Work instructions: Write the material out again in full, exactly.

Exercise materials:
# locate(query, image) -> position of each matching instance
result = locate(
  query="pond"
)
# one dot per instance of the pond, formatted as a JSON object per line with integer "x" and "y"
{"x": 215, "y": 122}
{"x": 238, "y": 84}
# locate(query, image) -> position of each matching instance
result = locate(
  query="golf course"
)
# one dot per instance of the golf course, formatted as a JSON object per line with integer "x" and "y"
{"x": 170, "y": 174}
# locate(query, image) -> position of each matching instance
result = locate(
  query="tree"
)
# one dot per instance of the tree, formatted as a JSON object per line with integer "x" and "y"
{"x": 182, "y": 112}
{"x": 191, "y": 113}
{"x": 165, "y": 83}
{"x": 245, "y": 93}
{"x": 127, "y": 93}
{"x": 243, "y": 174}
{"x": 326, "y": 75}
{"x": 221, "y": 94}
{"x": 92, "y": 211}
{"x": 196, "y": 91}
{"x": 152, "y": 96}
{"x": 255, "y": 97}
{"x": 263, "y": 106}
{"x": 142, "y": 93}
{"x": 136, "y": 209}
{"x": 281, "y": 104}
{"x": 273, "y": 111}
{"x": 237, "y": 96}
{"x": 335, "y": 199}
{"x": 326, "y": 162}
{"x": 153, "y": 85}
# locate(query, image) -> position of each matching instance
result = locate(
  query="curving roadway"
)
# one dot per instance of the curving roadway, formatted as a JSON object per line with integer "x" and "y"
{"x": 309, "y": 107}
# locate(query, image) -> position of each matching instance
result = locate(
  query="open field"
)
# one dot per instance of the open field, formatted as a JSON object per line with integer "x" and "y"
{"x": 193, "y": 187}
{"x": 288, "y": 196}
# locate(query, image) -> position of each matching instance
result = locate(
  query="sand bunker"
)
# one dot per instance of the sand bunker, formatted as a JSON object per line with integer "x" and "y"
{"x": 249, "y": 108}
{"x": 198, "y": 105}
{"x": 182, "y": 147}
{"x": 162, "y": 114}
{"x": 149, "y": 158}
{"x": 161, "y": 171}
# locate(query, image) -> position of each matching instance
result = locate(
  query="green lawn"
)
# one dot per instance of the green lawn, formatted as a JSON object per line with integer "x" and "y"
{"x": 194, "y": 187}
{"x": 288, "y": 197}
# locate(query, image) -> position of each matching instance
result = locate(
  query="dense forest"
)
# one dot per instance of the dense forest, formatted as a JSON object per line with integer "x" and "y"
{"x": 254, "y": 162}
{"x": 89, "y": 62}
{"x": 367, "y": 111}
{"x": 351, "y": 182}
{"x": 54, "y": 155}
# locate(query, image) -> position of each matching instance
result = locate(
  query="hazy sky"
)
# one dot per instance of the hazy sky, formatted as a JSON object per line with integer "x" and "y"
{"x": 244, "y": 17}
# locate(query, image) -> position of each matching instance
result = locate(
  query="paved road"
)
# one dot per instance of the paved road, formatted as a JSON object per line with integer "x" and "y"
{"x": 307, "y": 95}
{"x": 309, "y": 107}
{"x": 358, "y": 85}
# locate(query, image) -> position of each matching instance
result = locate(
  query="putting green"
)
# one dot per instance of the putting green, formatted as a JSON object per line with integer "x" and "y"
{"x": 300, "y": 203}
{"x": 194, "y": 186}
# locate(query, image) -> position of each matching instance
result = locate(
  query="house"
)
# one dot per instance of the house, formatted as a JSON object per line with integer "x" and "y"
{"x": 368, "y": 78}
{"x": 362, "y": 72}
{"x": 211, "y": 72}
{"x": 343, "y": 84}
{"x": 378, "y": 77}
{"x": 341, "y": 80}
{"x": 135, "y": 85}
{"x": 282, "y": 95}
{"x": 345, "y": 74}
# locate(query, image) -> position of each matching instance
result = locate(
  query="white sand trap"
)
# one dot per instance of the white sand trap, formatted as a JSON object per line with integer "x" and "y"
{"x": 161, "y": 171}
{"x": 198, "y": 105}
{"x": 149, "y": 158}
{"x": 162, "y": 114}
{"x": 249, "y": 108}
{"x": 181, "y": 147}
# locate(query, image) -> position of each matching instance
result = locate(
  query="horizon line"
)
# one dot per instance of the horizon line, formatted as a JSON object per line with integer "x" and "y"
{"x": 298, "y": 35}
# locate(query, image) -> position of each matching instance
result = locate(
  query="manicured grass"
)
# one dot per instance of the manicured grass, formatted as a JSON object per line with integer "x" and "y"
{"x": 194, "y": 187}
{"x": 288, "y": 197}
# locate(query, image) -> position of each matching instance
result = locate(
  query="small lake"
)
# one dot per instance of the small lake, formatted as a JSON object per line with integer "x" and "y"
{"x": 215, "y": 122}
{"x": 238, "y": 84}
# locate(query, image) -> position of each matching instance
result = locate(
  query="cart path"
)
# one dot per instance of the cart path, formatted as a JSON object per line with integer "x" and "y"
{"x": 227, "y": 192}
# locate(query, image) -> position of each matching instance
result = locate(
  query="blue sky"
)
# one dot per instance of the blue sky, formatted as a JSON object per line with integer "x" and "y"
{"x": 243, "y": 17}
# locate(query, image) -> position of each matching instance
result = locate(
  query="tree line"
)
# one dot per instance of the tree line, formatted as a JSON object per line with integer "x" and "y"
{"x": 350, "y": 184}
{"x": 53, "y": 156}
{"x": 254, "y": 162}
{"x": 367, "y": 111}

Answer to the task:
# locate(query, image) -> position of each matching instance
result = locate(
  query="pond"
)
# one dot per instance of the pond, formatted as a JSON object per line with integer "x" and "y"
{"x": 215, "y": 122}
{"x": 238, "y": 84}
# locate(query, image) -> position of each matching instance
result = locate(
  query="golf course"
)
# one dot per instance of the golf course, formatted as a JSON object per line with integer "x" and "y"
{"x": 170, "y": 174}
# locate(query, image) -> position of each matching instance
result = locate(
  query="tree"
)
# one dot per instance of the tree, formatted as a JSON object per line with integer "x" and "y"
{"x": 182, "y": 112}
{"x": 191, "y": 113}
{"x": 165, "y": 83}
{"x": 245, "y": 93}
{"x": 127, "y": 93}
{"x": 243, "y": 174}
{"x": 326, "y": 75}
{"x": 221, "y": 94}
{"x": 92, "y": 211}
{"x": 196, "y": 91}
{"x": 152, "y": 96}
{"x": 255, "y": 97}
{"x": 263, "y": 106}
{"x": 142, "y": 93}
{"x": 136, "y": 209}
{"x": 281, "y": 104}
{"x": 273, "y": 111}
{"x": 237, "y": 96}
{"x": 335, "y": 199}
{"x": 326, "y": 162}
{"x": 153, "y": 85}
# locate(query, image) -> position of each matching instance
result = locate(
  query="curving roadway"
)
# one dot per instance of the curving roadway, formatted as a JSON object per line with integer "x" and "y"
{"x": 309, "y": 107}
# locate(query, image) -> position of each matching instance
result = locate(
  query="open field"
)
# one dot per instance of the open field, formatted as a JSON object per line with integer "x" and "y"
{"x": 193, "y": 187}
{"x": 288, "y": 196}
# locate(query, image) -> position of each matching instance
result = locate(
  query="sand bunker"
)
# one dot per instance of the sand bunker, formatted as a JSON object per line with integer "x" and "y"
{"x": 249, "y": 108}
{"x": 198, "y": 105}
{"x": 182, "y": 147}
{"x": 162, "y": 114}
{"x": 149, "y": 158}
{"x": 161, "y": 171}
# locate(query, image) -> position of each matching instance
result = locate(
  query="green lawn"
)
# one dot per instance of the green lawn, formatted as a JSON object per line with integer "x" and "y"
{"x": 194, "y": 187}
{"x": 288, "y": 197}
# locate(query, image) -> position of each matching instance
result = locate(
  query="dense forest"
)
# one dot per instance of the dense forest, formatted as a JSON object per line with integer "x" and "y"
{"x": 254, "y": 162}
{"x": 89, "y": 62}
{"x": 367, "y": 111}
{"x": 351, "y": 182}
{"x": 54, "y": 155}
# locate(query, image) -> position of each matching instance
result = locate(
  query="hazy sky"
)
# one dot per instance of the hazy sky, formatted as a JSON object per line with integer "x" and "y"
{"x": 244, "y": 17}
# locate(query, image) -> position of each matching instance
result = locate(
  query="paved road"
)
# one dot per instance of the paved road, formatted as a JSON object per line with integer "x" and "y"
{"x": 307, "y": 95}
{"x": 309, "y": 107}
{"x": 358, "y": 85}
# locate(query, image) -> position of each matching instance
result = locate(
  query="putting green"
)
# one dot per instance of the putting green, formatted as a JSON object per line with integer "x" and "y"
{"x": 300, "y": 203}
{"x": 194, "y": 186}
# locate(query, image) -> position of each matching instance
result = locate(
  query="house"
)
# one dot per instance of the house, formatted as a JSON object per line with integer "x" and "y"
{"x": 368, "y": 78}
{"x": 362, "y": 72}
{"x": 211, "y": 72}
{"x": 343, "y": 84}
{"x": 378, "y": 77}
{"x": 341, "y": 80}
{"x": 135, "y": 85}
{"x": 282, "y": 95}
{"x": 345, "y": 74}
# locate(query, image) -> position of each matching instance
result = locate(
  query="white sand trap"
)
# one dot per instance of the white sand trap, formatted as a JSON object per line with integer "x" and "y"
{"x": 161, "y": 171}
{"x": 198, "y": 105}
{"x": 149, "y": 158}
{"x": 162, "y": 114}
{"x": 249, "y": 108}
{"x": 181, "y": 147}
# locate(query, image) -> position of each matching instance
result = locate(
  query="horizon line"
)
# one dot per instance of the horizon line, formatted as a JSON object per line with integer "x" and "y"
{"x": 298, "y": 35}
# locate(query, image) -> position of each matching instance
result = locate(
  query="manicured grass"
)
# one dot per instance of the manicured grass, formatted as a JSON object per line with integer "x" and "y"
{"x": 194, "y": 187}
{"x": 288, "y": 197}
# locate(query, image) -> position of each matching instance
result = locate(
  query="small lake"
)
# one dot per instance of the small lake, formatted as a JSON object per line with integer "x" and "y"
{"x": 215, "y": 122}
{"x": 238, "y": 84}
# locate(query, image) -> position of each matching instance
result = locate(
  query="cart path"
)
# one dot per instance of the cart path, formatted as a JSON object per line with integer "x" and "y"
{"x": 227, "y": 192}
# locate(query, image) -> position of each matching instance
result = locate(
  query="blue sky"
)
# one dot per instance of the blue sky, formatted as a JSON object per line with integer "x" and "y"
{"x": 243, "y": 17}
# locate(query, image) -> position of each matching instance
result = locate(
  query="tree line"
)
# one dot per instance of the tree line, formatted as a JSON object per line with integer "x" and "y"
{"x": 350, "y": 184}
{"x": 53, "y": 156}
{"x": 254, "y": 162}
{"x": 367, "y": 111}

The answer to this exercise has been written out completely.